=== TEXT PROVIDED ===
Neural Networks – How to Construct a Cross-Entropy Loss for General Regression Targets

cross entropyloss-functionsmaximum likelihoodneural networks

It's common short-hand in neural networks literature to refer to categorical cross-entropy loss as simply "cross-entropy." However, this terminology is ambiguous because different probability distributions have different cross-entropy loss functions.

So, in general, how does one move from an assumed probability distribution for the target variable to defining a cross-entropy loss for your network? What does the function require as inputs? (For example, the categorical cross-entropy function for one-hot targets requires a one-hot binary vector and a probability vector as inputs.)
===
→ STATED GOAL 1: According to the cross-entropy question, what inputs does the categorical cross-entropy function for one-hot targets require?
The text above has no connection to the rows that come next.
=== SOURCE MATERIAL ===
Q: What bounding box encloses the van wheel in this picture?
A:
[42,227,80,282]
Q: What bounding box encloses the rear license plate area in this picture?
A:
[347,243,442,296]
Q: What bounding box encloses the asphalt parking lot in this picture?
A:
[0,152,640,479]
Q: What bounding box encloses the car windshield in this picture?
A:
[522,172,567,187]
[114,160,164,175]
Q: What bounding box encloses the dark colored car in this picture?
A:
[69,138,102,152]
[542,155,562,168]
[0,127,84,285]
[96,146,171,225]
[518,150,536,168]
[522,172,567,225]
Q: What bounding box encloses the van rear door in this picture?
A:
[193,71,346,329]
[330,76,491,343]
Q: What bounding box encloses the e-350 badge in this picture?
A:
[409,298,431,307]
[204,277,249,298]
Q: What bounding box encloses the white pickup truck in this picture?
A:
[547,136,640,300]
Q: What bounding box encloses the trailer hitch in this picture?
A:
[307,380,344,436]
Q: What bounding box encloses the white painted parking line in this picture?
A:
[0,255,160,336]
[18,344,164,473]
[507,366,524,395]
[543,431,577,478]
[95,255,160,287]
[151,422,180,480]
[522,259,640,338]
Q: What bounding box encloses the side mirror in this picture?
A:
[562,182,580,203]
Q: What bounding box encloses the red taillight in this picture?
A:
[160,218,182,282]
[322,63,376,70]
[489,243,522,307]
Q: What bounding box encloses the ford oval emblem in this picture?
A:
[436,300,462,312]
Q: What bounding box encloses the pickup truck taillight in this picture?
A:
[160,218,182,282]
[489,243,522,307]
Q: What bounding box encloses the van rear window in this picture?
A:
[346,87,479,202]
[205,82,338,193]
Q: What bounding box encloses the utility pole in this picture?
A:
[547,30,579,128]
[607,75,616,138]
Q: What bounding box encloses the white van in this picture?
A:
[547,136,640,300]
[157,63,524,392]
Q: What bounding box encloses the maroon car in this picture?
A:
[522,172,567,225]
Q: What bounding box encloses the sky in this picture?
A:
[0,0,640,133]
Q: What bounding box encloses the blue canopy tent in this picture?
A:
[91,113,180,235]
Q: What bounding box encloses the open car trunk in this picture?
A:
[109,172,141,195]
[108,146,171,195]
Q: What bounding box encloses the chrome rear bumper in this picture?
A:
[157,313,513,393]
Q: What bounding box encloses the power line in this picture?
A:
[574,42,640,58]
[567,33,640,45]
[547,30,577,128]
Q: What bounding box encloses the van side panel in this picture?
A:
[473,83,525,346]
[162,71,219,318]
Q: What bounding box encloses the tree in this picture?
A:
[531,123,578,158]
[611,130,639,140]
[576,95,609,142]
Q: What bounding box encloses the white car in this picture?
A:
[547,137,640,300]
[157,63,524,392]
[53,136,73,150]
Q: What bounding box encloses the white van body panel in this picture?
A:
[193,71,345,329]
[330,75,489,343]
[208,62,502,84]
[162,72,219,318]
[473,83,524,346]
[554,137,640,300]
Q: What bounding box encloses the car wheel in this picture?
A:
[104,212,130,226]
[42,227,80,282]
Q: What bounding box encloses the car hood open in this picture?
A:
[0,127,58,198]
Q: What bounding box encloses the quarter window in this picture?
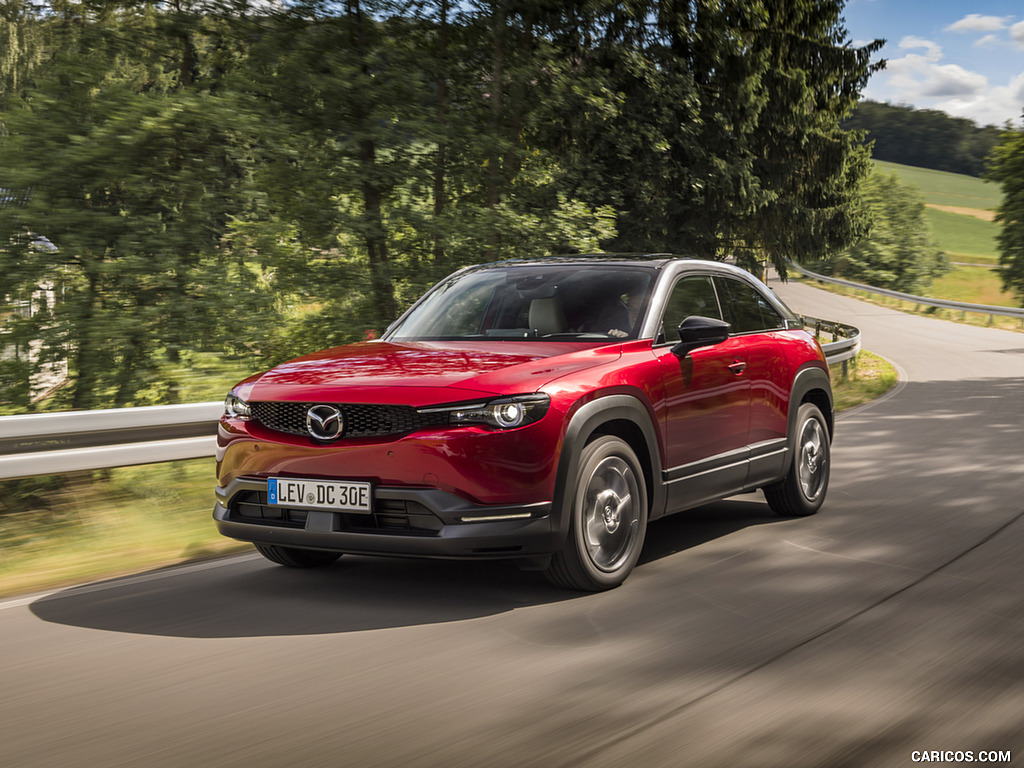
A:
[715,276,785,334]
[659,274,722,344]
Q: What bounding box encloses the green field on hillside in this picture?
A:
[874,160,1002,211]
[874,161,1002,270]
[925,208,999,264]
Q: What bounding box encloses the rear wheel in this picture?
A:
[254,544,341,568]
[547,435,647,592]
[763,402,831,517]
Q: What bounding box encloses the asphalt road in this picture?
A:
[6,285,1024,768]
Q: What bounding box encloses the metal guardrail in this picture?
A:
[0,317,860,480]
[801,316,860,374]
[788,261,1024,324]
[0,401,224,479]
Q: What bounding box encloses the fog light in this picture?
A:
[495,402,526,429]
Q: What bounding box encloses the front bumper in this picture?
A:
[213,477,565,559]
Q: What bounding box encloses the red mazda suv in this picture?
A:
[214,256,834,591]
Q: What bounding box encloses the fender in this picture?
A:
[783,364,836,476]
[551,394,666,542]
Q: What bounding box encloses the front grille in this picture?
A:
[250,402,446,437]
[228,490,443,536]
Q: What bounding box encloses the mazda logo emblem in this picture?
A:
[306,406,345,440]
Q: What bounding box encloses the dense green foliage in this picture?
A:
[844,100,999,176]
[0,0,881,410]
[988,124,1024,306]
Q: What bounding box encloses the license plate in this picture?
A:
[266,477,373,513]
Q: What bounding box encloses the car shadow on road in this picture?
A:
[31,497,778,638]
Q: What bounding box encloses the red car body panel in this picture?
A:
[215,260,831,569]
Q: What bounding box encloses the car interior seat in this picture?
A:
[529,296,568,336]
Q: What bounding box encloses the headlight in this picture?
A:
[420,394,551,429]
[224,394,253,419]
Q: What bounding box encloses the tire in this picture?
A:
===
=== SOURCE MATERIAL ===
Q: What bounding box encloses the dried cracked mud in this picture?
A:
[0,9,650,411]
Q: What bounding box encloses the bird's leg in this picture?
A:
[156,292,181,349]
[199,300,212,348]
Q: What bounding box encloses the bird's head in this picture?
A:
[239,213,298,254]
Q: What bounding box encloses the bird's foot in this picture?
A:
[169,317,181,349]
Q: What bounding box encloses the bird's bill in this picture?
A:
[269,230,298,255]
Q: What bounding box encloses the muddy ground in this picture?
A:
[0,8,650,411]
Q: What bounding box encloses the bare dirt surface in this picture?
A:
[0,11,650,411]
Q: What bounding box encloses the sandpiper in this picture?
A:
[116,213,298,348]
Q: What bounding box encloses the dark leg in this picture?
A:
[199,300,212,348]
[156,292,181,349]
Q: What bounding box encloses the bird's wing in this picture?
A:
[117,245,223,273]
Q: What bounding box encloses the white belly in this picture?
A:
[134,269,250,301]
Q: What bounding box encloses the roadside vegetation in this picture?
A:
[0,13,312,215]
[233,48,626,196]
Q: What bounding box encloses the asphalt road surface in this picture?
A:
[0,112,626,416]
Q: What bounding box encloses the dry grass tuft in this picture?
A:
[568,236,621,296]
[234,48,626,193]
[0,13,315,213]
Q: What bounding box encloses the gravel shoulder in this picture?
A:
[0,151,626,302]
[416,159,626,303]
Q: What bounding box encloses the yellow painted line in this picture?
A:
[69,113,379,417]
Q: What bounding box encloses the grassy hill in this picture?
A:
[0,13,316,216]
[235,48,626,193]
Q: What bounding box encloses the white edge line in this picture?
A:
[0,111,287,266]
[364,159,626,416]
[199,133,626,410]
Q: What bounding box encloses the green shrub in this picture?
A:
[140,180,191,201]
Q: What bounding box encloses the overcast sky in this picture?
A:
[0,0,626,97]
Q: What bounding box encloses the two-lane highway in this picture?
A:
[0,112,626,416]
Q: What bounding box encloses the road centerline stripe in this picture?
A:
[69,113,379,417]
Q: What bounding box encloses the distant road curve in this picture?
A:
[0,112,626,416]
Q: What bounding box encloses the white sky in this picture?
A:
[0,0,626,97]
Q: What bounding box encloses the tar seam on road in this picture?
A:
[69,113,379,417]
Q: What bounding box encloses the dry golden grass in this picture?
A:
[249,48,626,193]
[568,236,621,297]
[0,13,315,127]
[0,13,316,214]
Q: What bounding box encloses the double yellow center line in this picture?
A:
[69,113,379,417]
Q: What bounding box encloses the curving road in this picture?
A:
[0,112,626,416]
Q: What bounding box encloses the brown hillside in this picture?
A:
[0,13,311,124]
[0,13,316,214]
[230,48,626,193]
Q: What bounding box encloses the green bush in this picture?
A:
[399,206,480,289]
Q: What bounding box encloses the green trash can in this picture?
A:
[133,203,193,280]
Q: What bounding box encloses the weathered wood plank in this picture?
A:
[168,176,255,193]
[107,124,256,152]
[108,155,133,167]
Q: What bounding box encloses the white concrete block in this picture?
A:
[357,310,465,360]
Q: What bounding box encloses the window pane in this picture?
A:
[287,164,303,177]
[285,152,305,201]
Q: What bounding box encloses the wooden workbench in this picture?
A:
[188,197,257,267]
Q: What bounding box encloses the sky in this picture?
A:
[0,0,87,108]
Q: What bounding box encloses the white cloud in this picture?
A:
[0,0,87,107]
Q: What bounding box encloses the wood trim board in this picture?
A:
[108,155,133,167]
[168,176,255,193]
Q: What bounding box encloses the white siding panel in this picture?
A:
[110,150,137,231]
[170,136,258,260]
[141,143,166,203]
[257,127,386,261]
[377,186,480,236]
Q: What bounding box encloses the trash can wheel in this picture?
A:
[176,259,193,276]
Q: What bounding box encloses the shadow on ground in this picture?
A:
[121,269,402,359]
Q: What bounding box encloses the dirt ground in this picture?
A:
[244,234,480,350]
===
=== SOURCE MATERIAL ===
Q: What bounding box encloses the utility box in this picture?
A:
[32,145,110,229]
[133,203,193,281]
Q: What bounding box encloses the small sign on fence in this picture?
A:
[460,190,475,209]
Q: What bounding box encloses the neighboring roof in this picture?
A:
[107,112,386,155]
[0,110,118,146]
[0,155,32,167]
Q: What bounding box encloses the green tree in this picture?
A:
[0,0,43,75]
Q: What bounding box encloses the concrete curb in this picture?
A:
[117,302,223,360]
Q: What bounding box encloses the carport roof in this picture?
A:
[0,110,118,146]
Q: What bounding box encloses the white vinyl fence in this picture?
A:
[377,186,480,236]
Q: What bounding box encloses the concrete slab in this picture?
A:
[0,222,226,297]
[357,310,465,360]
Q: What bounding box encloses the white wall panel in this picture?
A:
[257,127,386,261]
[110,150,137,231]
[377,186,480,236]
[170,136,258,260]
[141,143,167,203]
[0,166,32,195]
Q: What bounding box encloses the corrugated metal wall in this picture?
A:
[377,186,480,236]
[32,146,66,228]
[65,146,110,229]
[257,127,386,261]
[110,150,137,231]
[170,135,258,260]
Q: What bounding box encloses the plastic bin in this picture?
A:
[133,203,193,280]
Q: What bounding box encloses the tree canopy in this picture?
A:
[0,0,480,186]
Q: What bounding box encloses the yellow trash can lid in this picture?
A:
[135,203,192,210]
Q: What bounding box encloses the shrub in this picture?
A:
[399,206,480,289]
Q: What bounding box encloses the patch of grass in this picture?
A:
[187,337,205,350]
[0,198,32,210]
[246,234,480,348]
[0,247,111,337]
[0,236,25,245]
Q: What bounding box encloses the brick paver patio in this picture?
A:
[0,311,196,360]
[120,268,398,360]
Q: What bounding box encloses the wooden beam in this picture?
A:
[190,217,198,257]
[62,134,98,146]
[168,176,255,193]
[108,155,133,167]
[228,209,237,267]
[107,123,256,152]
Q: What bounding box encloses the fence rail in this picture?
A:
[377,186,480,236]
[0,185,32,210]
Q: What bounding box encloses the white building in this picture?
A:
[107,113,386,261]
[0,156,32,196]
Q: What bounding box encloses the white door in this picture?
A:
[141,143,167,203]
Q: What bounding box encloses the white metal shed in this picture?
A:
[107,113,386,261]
===
→ STATED GOAL 2: In the rows, switch "trash can" to "garbage bin" and write out again only the lines from the one containing "Q: What bounding box encloses the white cloud" up to and including the one containing "[244,234,480,350]", with everything else left unchanged.

→ SOLUTION 1: A one-hot binary vector and a probability vector.

→ SOLUTION 2:
Q: What bounding box encloses the white cloud in this picture?
A:
[0,0,87,107]
Q: What bounding box encloses the wood trim board in this picture?
A:
[108,155,133,167]
[168,176,255,193]
Q: What bounding box encloses the white siding panel in this picture?
A:
[110,150,137,231]
[170,136,258,260]
[141,143,166,203]
[257,127,386,261]
[377,186,480,236]
Q: What bounding box encloses the garbage bin wheel in this picture?
A:
[176,259,193,276]
Q: What bounding box encloses the shadow on ground in this picture?
A:
[121,269,402,359]
Q: What bounding box encloses the dirt ground in this picture?
A:
[244,234,480,350]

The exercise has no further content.